- **SET EXERCISE**
Copy every line of the data below word for word, in the same order.

- **RECORD EXTRACTS**
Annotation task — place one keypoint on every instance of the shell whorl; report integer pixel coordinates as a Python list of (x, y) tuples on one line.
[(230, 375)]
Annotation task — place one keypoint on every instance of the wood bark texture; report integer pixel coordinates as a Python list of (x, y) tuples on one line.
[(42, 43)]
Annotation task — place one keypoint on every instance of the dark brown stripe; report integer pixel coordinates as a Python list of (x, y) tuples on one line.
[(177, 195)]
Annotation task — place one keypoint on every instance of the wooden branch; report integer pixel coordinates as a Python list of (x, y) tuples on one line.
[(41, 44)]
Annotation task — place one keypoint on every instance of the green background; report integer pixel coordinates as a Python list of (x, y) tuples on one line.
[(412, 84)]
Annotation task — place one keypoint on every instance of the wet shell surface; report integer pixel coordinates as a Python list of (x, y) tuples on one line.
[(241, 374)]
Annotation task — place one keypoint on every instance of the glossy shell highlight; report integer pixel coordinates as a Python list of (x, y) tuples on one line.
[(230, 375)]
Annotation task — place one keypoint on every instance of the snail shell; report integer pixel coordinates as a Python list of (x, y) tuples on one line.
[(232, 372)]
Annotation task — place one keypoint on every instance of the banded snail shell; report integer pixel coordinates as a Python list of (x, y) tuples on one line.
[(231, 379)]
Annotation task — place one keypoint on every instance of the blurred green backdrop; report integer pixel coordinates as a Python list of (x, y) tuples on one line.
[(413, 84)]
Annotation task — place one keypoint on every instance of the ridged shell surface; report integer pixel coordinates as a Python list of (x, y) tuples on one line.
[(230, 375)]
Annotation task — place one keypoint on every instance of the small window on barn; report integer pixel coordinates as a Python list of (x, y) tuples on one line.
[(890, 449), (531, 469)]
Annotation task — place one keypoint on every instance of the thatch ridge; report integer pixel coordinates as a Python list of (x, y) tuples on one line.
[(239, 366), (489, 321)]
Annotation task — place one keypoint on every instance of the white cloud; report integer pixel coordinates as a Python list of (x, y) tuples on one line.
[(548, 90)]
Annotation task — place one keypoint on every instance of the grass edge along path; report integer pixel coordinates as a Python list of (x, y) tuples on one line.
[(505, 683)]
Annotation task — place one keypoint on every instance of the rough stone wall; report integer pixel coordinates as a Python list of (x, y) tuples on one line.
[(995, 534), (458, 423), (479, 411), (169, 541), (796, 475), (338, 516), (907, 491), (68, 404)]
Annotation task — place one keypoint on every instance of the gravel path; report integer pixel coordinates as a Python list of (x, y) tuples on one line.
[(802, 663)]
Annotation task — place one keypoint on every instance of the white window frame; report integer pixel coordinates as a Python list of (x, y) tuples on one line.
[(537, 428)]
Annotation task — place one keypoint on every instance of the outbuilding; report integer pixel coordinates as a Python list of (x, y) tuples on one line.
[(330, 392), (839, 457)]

- **ANSWER BELOW**
Annotation task — place one keypoint on every instance of the shell whorl; report integer pixel coordinates as a Python list of (x, y) tuples on one line.
[(230, 375)]
Annotation task — place one keypoint on every instance of the wood bark texture; report integer pixel coordinates as a Python list of (x, y) tuples on one line.
[(42, 43)]
Annotation task — place one keypoint on every instance of the dark brown stripe; report integer pixel coordinates as a Python list of (x, y) tuples on one line.
[(177, 195)]
Annotation task — place one keypoint on every instance of the wooden branch; report integer pixel coordinates as a Python list of (x, y) tuples on one line.
[(41, 44)]
Annotation task — place one keypoint on every instance of the green background; report integer pixel coordinates as a Python list of (x, y) tuples on one line.
[(412, 84)]
Annotation task — place one keypoint on every instance of the wet shell surface; report integer pixel coordinates as a Python list of (x, y) tuples on one line.
[(241, 374)]
Annotation task — place one keypoint on every instance of the glossy shell highlight; report integer pixel coordinates as a Python list of (x, y) tuples on one line.
[(230, 375)]
Annotation task — place one keypoint on every instance of the snail shell; report integer pixel coordinates as a Python list of (x, y) tuples on one line.
[(232, 372)]
Annotation task — place one keypoint on every instance of the banded snail shell; report integer pixel coordinates as a Python list of (x, y) tuples on one line.
[(231, 379)]
Annotation task — place one keypoint on every instance of the blurred green backdrop; report integer pixel coordinates as a Python list of (x, y) tuples on one line.
[(413, 84)]
Annotation task — place one keypoint on every instance of the ridged shell surface; report integer pixel coordinates as a Python list of (x, y) tuples on one line.
[(230, 375)]
Annotation task — place one keypoint on every instance of the small window on barn; report integer pixel coordinates as a Python list of (x, y) tuples on one line.
[(890, 449), (531, 469)]
Annotation task — place one keypoint on every instance of the thatch ridge; report integer pixel coordinates as a Python list of (x, y) tuples on one line.
[(239, 366), (489, 321)]
Annotation task — place one keypoint on every instance of the white cloud; report integer pixel coordinates as a Python list of (x, y) tuples on one line.
[(548, 90)]
Annotation task — place one keypoint on every instance of the grass edge along path; report integer pixel coordinates as a Python list of (x, y) tuples on one line.
[(505, 683)]
Annotation task — place one keypoint on every instance of the rough stone wall; report integer pixel coordinates as a Python list of (x, y) tuples on one line.
[(995, 534), (458, 423), (479, 411), (169, 541), (796, 475), (338, 516), (907, 491), (68, 404)]
Annotation task — place one keypoint on every instance of the gravel path; report integer pixel coordinates as a Python list of (x, y) tuples on one line.
[(802, 663)]
Annotation task — place one keypoint on every instance of the white window frame; report integer pixel coordinates as a Python list of (x, y) tuples on one line.
[(537, 428)]
Annotation task — place one keypoint on every instance of the outbuilding; report integer pixel coordinates as a Python list of (x, y) tuples on one line.
[(330, 392), (839, 457)]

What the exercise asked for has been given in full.